__Getoonde tekst__.
Home
Eigen zaken van de webmaster

24 december 1997 zaak 97/338 WVG Rechtbank Utrecht
Bezwaar tegen het niet vergoeden van weekendvervoer.
Uitspraak: 24 december 1997, Vervoersvoorziening; personen in AWBZ-instellingen ontvangen 50% vervoerskosten;
gemeente heeft zorgplicht op ontoelaatbare wijze beperkt; verordening in strijd met Regeling sociaal vervoer AWBZ-instellingen. De gemeenteraad heeft bepaald, dat de vervoersvoorziening aan in AWBZ-instellingen verblijvende personen 50% bedraagt van de vervoersvoorziening aan zelfstandig wonende gehandicapten. Alleen indien de gehandicapte aantoonbaar aannemelijk maakt dat ook sprake is van een vervoersbehoefte om andere redenen dan bezoek aan familie, vrienden en bekenden kan er een toeslag op de standaardvergoeding worden verstrekt. Voor de beoordeling of een dergelijke toeslag kan worden verstrekt worden derhalve kosten in verband met bezoek aan onder meer familieleden uitgesloten. De rechtbank is van oordeel dat de gemeenteraad bij zijn besluit de zorgplicht met betrekking tot vervoersvoorzieningen aan in AWBZ-instellingen verblijvende personen op ontoelaatbare wijze heeft beperkt. Naar het oordeel van de rechtbank mag er niet in zijn algemeenheid van uit worden gegaan dat in alle AWBZ-instellingen voor de bewoners van die instellingen sociale contacten worden georganiseerd en dat alle in die instellingen verblijvende personen kunnen deelnemen aan die sociale contacten. Het besluit van de gemeenteraad moet dan ook wegens strijd met artikel 1 lid 1 van de Regeling sociaal vervoer buiten toepassing blijven. Het beroep wordt gegrond verklaard en het bestreden besluit vernietigd.

__Gegevens__.
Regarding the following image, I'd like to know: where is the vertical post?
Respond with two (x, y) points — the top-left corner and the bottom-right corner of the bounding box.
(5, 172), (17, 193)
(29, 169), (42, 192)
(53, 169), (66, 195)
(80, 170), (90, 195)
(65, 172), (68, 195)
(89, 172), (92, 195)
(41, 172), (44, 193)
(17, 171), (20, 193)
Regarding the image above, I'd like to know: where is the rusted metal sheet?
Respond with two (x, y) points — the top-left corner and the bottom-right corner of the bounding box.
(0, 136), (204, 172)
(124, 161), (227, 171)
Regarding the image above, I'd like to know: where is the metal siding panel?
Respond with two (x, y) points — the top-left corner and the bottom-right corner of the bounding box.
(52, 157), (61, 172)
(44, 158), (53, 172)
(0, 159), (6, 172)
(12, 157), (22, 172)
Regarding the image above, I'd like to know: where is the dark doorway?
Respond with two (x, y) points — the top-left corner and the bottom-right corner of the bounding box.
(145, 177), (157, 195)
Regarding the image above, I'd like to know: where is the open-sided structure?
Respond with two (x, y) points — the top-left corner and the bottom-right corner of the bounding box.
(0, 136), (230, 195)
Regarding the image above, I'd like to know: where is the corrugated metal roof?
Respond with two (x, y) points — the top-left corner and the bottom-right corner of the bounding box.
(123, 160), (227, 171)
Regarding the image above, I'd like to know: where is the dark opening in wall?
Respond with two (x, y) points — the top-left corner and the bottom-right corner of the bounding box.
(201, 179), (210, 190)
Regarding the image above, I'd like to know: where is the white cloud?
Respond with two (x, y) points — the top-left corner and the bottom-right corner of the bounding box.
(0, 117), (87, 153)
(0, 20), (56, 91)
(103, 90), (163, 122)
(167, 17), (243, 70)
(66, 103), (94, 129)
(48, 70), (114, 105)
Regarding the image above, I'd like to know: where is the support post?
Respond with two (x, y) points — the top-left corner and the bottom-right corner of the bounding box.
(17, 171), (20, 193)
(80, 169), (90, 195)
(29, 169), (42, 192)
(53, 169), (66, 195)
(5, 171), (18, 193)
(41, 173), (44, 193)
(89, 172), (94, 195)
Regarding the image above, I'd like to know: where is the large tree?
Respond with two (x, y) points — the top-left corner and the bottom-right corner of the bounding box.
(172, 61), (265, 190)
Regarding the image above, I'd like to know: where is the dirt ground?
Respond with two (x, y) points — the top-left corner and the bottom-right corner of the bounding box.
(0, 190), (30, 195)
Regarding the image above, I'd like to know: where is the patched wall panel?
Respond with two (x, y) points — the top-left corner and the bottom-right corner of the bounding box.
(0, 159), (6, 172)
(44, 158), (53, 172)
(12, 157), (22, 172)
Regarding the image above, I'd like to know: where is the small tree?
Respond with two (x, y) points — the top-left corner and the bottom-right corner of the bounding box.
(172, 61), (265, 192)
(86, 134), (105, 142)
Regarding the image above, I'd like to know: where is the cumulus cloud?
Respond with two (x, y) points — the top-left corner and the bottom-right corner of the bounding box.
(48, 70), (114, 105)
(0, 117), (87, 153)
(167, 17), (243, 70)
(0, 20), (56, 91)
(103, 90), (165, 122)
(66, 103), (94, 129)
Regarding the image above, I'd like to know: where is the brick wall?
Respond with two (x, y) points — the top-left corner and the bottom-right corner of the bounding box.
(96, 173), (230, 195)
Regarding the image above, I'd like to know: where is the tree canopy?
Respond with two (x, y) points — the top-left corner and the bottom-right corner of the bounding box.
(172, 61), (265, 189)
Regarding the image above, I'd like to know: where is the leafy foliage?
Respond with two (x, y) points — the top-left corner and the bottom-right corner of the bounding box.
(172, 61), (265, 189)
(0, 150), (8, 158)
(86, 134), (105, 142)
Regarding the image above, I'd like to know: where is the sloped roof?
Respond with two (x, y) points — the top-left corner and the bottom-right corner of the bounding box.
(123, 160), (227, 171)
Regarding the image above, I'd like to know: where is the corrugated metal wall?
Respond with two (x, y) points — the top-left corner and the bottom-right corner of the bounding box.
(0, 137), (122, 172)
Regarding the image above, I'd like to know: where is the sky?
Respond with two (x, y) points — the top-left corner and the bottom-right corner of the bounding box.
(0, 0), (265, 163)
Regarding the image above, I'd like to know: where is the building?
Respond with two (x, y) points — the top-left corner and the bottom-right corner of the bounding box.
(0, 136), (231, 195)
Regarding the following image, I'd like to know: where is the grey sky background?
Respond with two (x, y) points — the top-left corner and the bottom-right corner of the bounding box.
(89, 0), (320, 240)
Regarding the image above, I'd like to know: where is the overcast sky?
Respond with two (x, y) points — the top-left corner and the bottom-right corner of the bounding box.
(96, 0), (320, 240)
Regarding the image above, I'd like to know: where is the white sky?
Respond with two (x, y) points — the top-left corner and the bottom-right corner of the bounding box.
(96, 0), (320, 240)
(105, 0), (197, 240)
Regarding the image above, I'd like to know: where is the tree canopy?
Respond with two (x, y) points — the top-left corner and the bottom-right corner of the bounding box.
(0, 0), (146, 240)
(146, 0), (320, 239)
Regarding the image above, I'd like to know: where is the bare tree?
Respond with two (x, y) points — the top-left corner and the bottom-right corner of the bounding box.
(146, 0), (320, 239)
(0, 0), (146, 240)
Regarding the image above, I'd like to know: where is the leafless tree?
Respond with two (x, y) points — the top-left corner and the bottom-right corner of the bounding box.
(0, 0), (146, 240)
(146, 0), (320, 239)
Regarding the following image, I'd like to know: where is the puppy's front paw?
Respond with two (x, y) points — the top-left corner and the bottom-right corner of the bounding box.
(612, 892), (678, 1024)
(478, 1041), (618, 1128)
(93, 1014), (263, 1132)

__Opdracht__.
Zet de tekst over de rechtszaak om weekendvervoer voort, te beginnen na de laatste zin. De items komen uit een andere bron dan de tekst.

__Antwoord__.
27 november 1998 zaak 98-940 WVG Centrale Raad van Beroep
De gemeente is in hoger beroep gegaan en de zaak overgedragen aan de VNG.
Uitspraak: 27 november 1998, Vervoersvoorziening erkende AWBZ-instelling; zorgplicht WVG; jurisprudentie
weekendvervoer AAW; weekendvervoer behoort tot de zorgplicht ingevolge de WVG. Door de ingevolge artikel 8 AWBZ erkende instelling behoort tot een categorie, die is opgenomen in artikel 1 van de Regeling sociaal vervoer AWBZ-instellingen, kan betrokkene alsnog krachtens de regeling een beroep doen op de zorgplicht van het gemeentebestuur voor vervoersvoorzieningen. Nu in de regeling een nadere omschrijving van die zorgplicht ontbreekt, gaat de Raad er, mede gelet op de toelichting daarbij, van uit dat deze dezelfde reikwijdte heeft als de in de artikelen 2 en 3 van de WVG omschreven zorgplicht voor vervoersvoorzieningen ten behoeve van de deelneming aan het maatschappelijk verkeer van in de gemeente wonende gehandicapten. De Raad kan de gemeente niet volgen in zijn betoog dat de jurisprudentie over het weekendvervoer in het kader van artikel 57 tweede lid van de AAW, mee is overgegaan naar de WVG. Ook overigens ziet de Raad geen grond om weekendvervoer, strekkende tot het onderhouden van contacten tussen een in een inrichting verblijvende gehandicapte en zijn of haar ouders of daarmee gelijk te stellen personen, categoriaal van de zorgplicht ingevolge de WVG uit te sluiten. De aangevallen uitspraak wordt bevestigd. Tevens is in deze uitspraak aan de begeleiders het recht op een bijdrage in de kosten voor de heen en terugreis toegekend.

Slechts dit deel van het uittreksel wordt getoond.